## begin Extracted information

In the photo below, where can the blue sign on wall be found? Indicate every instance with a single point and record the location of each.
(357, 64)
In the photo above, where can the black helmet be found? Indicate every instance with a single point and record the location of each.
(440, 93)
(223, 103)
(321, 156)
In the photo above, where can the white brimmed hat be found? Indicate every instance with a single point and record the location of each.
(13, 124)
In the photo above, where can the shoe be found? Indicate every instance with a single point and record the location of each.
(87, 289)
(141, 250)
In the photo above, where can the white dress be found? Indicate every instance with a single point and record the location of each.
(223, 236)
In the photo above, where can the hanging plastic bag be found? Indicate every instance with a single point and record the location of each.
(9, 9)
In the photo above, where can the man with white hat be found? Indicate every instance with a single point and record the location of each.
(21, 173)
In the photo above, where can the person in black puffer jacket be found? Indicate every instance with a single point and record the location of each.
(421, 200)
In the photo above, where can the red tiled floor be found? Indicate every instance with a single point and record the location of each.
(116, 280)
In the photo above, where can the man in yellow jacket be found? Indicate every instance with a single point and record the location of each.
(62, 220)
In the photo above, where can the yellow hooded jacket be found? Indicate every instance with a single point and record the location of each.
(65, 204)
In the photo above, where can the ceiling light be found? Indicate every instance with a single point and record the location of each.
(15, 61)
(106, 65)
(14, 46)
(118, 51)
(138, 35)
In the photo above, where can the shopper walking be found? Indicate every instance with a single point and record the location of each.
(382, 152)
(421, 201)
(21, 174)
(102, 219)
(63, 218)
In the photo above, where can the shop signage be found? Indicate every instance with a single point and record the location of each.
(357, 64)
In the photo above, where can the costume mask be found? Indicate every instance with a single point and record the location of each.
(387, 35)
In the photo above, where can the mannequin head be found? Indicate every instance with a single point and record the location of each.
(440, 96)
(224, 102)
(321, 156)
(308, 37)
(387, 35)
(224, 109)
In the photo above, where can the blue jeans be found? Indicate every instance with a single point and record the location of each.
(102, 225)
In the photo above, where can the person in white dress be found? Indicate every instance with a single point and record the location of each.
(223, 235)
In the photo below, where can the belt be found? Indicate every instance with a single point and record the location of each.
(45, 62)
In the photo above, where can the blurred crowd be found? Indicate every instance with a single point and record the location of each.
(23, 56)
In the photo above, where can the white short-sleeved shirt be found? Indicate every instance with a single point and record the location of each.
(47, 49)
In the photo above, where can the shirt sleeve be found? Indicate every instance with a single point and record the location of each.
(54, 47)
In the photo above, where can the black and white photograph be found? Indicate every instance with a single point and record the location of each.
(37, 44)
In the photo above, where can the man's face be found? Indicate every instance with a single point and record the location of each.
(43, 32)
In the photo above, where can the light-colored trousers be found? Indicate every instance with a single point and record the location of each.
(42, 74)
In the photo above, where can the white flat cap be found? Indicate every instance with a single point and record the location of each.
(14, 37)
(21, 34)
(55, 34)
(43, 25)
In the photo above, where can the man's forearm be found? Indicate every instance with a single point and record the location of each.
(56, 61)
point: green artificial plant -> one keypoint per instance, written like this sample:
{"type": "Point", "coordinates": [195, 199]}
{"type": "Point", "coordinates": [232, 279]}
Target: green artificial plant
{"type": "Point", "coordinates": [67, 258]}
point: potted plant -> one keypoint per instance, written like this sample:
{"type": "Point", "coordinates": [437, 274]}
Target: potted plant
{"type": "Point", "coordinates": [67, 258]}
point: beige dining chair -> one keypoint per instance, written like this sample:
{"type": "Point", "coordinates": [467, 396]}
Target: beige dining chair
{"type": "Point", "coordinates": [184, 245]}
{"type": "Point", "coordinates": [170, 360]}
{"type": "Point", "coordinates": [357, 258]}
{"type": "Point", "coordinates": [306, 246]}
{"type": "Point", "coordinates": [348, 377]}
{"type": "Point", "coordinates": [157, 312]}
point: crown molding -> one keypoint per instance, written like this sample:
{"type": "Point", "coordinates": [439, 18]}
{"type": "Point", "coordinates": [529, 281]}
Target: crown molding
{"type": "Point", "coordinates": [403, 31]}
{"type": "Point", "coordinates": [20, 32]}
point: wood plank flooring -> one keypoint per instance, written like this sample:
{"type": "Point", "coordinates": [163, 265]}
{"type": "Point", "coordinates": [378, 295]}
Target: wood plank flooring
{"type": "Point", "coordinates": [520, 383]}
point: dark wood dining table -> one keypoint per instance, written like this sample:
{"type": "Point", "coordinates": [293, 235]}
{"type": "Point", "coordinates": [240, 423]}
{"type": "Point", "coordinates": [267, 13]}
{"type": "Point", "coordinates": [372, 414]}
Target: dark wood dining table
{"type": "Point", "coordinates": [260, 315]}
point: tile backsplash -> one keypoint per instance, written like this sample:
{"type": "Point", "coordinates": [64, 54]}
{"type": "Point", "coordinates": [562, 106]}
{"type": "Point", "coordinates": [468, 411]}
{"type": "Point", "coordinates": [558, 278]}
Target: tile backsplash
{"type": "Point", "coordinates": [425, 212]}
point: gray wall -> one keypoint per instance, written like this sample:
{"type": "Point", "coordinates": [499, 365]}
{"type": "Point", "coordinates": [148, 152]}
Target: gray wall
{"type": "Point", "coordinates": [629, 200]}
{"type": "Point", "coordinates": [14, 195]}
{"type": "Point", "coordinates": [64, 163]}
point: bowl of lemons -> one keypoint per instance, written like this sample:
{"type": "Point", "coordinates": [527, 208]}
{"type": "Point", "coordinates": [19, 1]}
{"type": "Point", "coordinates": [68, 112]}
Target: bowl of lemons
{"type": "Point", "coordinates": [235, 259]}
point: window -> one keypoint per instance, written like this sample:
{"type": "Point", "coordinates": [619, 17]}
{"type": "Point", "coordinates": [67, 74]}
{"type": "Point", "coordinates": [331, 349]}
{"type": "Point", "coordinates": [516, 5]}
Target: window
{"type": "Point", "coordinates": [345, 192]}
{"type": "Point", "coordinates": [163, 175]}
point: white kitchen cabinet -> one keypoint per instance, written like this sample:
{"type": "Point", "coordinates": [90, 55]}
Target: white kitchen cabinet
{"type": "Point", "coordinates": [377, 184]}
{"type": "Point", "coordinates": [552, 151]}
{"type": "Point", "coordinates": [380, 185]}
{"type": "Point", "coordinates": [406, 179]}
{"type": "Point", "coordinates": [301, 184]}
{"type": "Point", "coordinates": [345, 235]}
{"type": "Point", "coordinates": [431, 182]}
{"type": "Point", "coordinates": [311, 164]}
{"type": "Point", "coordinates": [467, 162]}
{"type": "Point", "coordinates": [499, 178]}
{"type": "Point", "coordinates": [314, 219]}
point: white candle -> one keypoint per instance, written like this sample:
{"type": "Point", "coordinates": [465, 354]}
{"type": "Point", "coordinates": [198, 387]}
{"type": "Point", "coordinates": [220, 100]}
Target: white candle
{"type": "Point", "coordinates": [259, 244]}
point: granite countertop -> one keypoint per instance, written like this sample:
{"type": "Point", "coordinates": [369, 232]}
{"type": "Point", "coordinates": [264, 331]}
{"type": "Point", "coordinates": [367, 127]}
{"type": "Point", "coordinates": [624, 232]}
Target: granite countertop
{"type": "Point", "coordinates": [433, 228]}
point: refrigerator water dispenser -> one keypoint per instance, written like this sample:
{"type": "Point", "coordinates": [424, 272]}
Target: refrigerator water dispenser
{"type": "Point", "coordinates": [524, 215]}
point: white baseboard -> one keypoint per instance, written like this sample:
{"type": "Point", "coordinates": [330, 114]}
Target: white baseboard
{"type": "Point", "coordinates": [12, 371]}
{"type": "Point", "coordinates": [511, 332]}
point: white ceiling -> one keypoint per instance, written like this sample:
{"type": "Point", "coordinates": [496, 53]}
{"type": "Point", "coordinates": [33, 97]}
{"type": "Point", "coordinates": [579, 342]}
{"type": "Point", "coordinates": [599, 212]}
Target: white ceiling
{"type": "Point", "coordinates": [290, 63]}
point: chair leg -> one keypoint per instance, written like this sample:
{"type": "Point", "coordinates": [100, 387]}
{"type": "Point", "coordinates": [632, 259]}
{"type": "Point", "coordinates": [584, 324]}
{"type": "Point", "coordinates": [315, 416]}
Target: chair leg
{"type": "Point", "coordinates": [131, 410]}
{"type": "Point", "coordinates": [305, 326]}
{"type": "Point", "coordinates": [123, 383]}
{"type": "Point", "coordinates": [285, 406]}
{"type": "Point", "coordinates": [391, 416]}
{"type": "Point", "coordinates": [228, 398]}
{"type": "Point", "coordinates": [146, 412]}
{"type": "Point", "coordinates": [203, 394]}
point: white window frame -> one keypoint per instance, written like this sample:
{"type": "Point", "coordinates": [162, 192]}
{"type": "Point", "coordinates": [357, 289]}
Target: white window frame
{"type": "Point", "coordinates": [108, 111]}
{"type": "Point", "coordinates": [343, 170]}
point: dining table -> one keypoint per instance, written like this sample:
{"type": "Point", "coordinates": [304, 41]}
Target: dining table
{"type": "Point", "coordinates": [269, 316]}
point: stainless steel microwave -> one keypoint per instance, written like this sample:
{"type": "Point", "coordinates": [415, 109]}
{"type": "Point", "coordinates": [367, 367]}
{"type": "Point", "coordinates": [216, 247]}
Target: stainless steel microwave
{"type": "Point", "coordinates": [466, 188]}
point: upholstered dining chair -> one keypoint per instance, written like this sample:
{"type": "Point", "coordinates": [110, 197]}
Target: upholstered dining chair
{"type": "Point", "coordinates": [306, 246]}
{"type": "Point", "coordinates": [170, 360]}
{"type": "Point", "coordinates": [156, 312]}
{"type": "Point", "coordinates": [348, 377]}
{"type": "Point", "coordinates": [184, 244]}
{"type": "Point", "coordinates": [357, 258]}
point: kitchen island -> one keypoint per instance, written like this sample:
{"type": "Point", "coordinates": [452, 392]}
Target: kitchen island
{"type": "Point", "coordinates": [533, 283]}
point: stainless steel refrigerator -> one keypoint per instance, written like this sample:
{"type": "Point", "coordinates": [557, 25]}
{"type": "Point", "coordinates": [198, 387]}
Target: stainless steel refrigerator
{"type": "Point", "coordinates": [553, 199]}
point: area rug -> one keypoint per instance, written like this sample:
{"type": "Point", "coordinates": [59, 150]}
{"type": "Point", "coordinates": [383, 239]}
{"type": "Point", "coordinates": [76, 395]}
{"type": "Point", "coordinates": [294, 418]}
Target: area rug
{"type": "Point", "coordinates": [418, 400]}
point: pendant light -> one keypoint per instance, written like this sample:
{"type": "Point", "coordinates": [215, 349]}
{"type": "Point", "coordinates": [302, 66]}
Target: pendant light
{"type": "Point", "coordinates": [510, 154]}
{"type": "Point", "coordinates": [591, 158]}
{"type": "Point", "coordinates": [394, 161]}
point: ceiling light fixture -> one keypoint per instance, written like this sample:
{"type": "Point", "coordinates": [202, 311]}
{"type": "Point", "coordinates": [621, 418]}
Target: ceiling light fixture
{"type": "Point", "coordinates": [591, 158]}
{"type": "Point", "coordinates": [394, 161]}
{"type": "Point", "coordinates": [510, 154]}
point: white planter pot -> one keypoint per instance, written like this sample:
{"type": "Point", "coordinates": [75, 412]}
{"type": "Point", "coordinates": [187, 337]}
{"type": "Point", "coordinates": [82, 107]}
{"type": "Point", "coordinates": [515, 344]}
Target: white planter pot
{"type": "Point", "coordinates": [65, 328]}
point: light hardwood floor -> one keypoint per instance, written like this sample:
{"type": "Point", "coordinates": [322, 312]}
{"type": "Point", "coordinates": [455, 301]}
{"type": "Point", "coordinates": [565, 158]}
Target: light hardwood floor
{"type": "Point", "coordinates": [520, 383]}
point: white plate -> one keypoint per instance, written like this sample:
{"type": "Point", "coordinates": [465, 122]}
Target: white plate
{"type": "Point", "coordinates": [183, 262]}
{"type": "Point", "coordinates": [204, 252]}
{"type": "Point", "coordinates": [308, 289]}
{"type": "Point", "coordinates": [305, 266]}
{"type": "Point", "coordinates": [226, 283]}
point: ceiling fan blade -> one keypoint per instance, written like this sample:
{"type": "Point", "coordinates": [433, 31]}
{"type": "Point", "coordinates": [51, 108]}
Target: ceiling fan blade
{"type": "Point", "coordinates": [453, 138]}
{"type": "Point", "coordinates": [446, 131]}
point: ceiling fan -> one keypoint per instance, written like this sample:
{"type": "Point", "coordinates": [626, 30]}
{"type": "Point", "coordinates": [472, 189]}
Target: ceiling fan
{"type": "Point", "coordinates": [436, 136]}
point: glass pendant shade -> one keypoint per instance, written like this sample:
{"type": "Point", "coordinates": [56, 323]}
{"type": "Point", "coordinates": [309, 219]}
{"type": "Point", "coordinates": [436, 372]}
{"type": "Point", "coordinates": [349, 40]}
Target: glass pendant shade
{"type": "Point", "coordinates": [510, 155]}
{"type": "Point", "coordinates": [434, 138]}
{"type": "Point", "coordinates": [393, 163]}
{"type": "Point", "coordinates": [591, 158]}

## end Extracted information

Copy each line exactly, from the line containing "point: ceiling fan ->" down to the last line of the material, and no other lines.

* Output of the exercise
point: ceiling fan -> one keypoint per instance, written like this sample:
{"type": "Point", "coordinates": [626, 30]}
{"type": "Point", "coordinates": [472, 189]}
Target: ceiling fan
{"type": "Point", "coordinates": [436, 136]}
point: glass pendant shade -> one keypoint per instance, written like this sample:
{"type": "Point", "coordinates": [56, 323]}
{"type": "Point", "coordinates": [309, 219]}
{"type": "Point", "coordinates": [436, 372]}
{"type": "Point", "coordinates": [349, 40]}
Target: glass pendant shade
{"type": "Point", "coordinates": [510, 155]}
{"type": "Point", "coordinates": [434, 138]}
{"type": "Point", "coordinates": [393, 163]}
{"type": "Point", "coordinates": [591, 158]}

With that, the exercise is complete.